#### WHAT YOU HAVE TO DO:
Your answer must be the listing, given again word for word.

§

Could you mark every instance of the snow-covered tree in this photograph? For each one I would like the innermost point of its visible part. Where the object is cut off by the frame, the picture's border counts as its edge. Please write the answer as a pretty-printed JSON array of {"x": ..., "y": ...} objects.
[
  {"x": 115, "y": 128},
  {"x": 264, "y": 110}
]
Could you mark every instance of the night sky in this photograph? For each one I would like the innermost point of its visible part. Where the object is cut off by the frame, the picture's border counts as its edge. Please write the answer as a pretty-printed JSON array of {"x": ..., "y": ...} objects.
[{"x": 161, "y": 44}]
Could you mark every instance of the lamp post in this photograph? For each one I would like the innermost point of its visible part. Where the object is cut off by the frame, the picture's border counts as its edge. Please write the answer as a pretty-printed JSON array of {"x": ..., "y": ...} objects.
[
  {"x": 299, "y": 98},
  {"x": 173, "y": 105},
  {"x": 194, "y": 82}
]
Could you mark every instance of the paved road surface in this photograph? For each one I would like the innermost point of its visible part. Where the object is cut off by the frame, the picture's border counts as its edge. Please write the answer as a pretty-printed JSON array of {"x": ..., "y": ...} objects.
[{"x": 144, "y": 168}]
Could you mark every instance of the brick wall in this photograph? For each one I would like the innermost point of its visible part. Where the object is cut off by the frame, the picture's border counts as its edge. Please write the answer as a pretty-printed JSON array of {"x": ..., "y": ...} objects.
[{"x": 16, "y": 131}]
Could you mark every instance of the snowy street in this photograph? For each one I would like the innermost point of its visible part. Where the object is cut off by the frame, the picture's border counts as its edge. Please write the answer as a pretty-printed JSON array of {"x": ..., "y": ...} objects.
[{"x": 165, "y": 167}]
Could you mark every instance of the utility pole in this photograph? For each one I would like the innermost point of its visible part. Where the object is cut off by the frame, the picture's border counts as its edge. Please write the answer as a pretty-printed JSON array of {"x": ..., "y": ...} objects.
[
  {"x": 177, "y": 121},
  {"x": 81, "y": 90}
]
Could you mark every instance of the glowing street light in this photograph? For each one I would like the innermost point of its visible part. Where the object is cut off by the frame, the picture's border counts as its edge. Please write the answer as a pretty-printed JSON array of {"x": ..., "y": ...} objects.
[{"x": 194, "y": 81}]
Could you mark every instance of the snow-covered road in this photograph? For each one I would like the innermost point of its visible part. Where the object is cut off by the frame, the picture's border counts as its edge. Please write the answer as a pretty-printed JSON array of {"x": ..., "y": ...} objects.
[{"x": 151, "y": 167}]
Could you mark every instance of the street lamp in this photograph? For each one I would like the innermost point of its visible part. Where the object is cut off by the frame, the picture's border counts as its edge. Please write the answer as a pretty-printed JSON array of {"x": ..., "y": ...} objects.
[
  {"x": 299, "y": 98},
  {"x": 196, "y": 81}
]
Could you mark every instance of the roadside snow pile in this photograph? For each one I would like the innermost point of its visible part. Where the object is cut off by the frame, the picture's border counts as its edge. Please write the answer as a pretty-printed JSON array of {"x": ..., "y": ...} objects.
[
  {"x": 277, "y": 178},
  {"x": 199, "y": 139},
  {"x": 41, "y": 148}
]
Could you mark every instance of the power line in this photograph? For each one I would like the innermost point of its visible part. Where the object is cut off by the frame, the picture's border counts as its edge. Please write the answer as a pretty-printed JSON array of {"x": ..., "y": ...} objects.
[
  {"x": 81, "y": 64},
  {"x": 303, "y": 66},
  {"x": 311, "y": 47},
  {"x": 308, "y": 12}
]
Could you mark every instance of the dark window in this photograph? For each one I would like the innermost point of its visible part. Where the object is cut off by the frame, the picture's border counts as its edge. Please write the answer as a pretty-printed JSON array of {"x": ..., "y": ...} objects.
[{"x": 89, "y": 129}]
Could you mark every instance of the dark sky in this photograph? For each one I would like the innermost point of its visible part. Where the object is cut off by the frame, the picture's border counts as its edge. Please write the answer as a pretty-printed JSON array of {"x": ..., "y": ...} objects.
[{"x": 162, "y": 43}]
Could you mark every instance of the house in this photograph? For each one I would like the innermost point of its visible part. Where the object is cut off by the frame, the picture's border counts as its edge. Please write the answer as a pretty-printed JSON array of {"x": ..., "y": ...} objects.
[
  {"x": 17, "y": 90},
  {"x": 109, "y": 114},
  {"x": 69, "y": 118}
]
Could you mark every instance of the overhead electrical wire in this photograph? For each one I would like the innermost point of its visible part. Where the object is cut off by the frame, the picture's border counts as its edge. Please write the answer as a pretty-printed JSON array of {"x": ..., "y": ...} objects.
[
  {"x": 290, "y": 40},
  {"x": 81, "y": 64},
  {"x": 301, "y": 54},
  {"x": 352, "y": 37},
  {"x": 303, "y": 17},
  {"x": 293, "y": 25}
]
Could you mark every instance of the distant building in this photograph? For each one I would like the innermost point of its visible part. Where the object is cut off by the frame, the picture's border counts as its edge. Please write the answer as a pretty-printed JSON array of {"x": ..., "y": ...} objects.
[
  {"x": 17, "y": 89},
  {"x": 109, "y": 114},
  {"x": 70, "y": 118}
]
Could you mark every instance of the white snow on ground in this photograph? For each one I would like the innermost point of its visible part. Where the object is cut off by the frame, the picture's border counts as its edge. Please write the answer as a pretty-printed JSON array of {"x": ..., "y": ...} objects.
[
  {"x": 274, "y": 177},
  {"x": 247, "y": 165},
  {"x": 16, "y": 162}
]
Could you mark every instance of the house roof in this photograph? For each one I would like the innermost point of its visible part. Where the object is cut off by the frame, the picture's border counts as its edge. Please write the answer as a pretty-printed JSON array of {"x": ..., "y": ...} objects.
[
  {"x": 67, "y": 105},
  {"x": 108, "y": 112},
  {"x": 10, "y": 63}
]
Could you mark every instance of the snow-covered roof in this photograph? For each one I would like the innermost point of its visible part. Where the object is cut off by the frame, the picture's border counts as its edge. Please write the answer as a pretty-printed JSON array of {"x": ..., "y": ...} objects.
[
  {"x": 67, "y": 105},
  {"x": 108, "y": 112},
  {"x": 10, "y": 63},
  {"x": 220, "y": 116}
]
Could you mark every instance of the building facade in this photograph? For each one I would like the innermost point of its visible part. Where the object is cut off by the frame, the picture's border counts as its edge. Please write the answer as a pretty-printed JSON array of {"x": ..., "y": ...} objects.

§

#### RESULT:
Could you mark every instance of the snow-covered tree in this photograph? For each one I would like the innermost point of its visible part. Where the object is cut off by the frame, the picture's border counts as its edge. Please write the answer as a pretty-printed JSON array of {"x": ..., "y": ...} objects.
[
  {"x": 115, "y": 128},
  {"x": 264, "y": 110}
]
Could you mark every instance of the night sky in this photograph? For each one I would like the innermost point of its visible part. Where the object is cut off by the frame, the picture's border counts as its edge. Please write the answer as a pretty-printed JSON array of {"x": ..., "y": ...} objects.
[{"x": 161, "y": 44}]
Could you mark every instance of the lamp post in this photograph? For each one I would like the innermost point of its visible part. Where the object is cut off by the frame, the picture's border counts as its edge. Please write the answer as a pretty-printed JSON array of {"x": ..., "y": ...} objects.
[
  {"x": 299, "y": 98},
  {"x": 173, "y": 105},
  {"x": 194, "y": 82}
]
Could you mark every instance of the paved road surface in this photograph? For each one I would like the innermost point of its visible part. Where the object is cut off by the frame, the picture's border counts as its edge. Please write the answer as a pretty-printed JSON array of {"x": ..., "y": ...} objects.
[{"x": 144, "y": 168}]
Could you mark every instance of the brick wall in this photograph? For each one I would like the innermost point of its visible part. Where the object is cut off by the frame, the picture's border counts as its edge. Please write the answer as a pretty-printed JSON array of {"x": ..., "y": ...} objects.
[{"x": 16, "y": 131}]
Could you mark every instance of the snowy street in this photograph? For each one I would like the innermost point of its visible part. Where the object is cut off by the frame, the picture's border counts as its edge. Please write the answer as a pretty-printed JSON array of {"x": ..., "y": ...} objects.
[{"x": 165, "y": 167}]
Could you mark every instance of the utility pole in this photograph? For each one I would like the innermost point of its visible part. Where the object is cut off by the frame, the picture's border counts as its edge. Please write the answer as a pretty-printed JSON array of {"x": ..., "y": ...} objects.
[
  {"x": 177, "y": 121},
  {"x": 81, "y": 90}
]
Could you mark every instance of the glowing street light in this photograph? For each one I would like the innermost point of its visible part. Where the object is cut off by the frame, the picture's border counts as its edge. Please write the answer as a pretty-printed JSON array of {"x": ..., "y": ...} objects.
[{"x": 194, "y": 81}]
Could you mark every instance of the snow-covered road in this photograph? For each one I would like the innermost point of its visible part. Where the object is cut off by the frame, the picture's border counts as its edge. Please write the answer as a pretty-printed JSON array of {"x": ..., "y": ...} objects.
[{"x": 151, "y": 167}]
Could you mark every instance of the street lamp in this photograph? For each one I would like the innermost point of its visible part. Where the object is cut off by the frame, the picture's border counts as its edge. Please write the answer as a pretty-printed JSON array of {"x": ..., "y": ...} objects.
[
  {"x": 299, "y": 98},
  {"x": 196, "y": 81}
]
Could you mark every instance of the roadside snow pile in this photograph? For each one I would like the innermost point of its visible part. Where the object is cut off by the frame, the picture's border counts as its edge. Please write the answer as a pretty-printed JSON array of {"x": ..., "y": ...} objects.
[
  {"x": 277, "y": 178},
  {"x": 199, "y": 139},
  {"x": 41, "y": 148}
]
Could you mark every instance of the power line in this photograph? For each one I would like the innermost point of its visible part. Where the object is cut off by the frame, the picture's border counts as its edge. Please write the answer as a pretty-printed JSON array of {"x": ..., "y": ...} objects.
[
  {"x": 81, "y": 64},
  {"x": 303, "y": 66},
  {"x": 311, "y": 47},
  {"x": 308, "y": 12}
]
Could you mark every instance of the dark window in this photograph? For each one I would like the innermost point of its visible part. Where the object is cut off by the frame, the picture's border counts as its edge. Please write the answer as a pretty-printed JSON array of {"x": ..., "y": ...} objects.
[{"x": 89, "y": 129}]
Could you mark every instance of the dark sky in this photograph? For each one I would like the innermost point of its visible part. Where the object is cut off by the frame, the picture's border counts as its edge. Please write the answer as a pretty-printed JSON array of {"x": ..., "y": ...} objects.
[{"x": 162, "y": 43}]
Could you mark every instance of the house in this photograph? For each one I would like the innermost point of its visible part. Where the object is cut off by the frame, the picture's border counts as its edge. Please write the answer as a pretty-printed JSON array of {"x": ..., "y": ...} objects.
[
  {"x": 17, "y": 90},
  {"x": 109, "y": 114},
  {"x": 69, "y": 118}
]
Could you mark every instance of the overhead electrical wire in this photograph? For each one I would like the innermost point of its visible part. Where the object is cut off by the frame, the picture's border counts as its edge. Please write the answer as a pretty-printed JSON array of {"x": ..., "y": ...} objects.
[
  {"x": 290, "y": 40},
  {"x": 81, "y": 64},
  {"x": 301, "y": 54},
  {"x": 352, "y": 37},
  {"x": 303, "y": 17},
  {"x": 293, "y": 25}
]
Could you mark every instance of the distant building in this photograph? For each one I would like the innermost point of its visible part. Where the object is cut off by the frame, the picture's border counts as its edge. Please write the answer as a pretty-printed JSON array of {"x": ..., "y": ...} objects.
[
  {"x": 17, "y": 89},
  {"x": 109, "y": 114},
  {"x": 70, "y": 118}
]
Could you mark every instance of the white snow on ground in this photograph? For each one I would like the innermost point of its visible part. Where the object is cut off by the frame, the picture's border counts as its edge. Please write the answer as a pretty-printed JSON array of {"x": ..., "y": ...} objects.
[
  {"x": 274, "y": 177},
  {"x": 247, "y": 165},
  {"x": 16, "y": 162}
]
Could you mark every instance of the house roof in this photograph? For each one I would like the innermost point of its visible part. Where the object is cut off by the frame, the picture's border counts as its edge. Please write the answer as a pretty-printed JSON array of {"x": ..., "y": ...} objects.
[
  {"x": 67, "y": 105},
  {"x": 108, "y": 112},
  {"x": 10, "y": 63}
]
Could you mark every instance of the snow-covered roof in this photograph? For each one I would like the innermost point of its visible part. Where the object is cut off by the frame, the picture's border counts as its edge. Please write the answer as a pretty-printed JSON array of {"x": ..., "y": ...} objects.
[
  {"x": 67, "y": 105},
  {"x": 108, "y": 112},
  {"x": 10, "y": 63},
  {"x": 220, "y": 116}
]
Could you mark every instance of the building facade in this photograph? For each one I would like the innermost point of its visible part. Where the object is cut off by the frame, the picture's border counts as its edge. Please write the answer as a pretty-printed JSON array of {"x": ..., "y": ...} objects.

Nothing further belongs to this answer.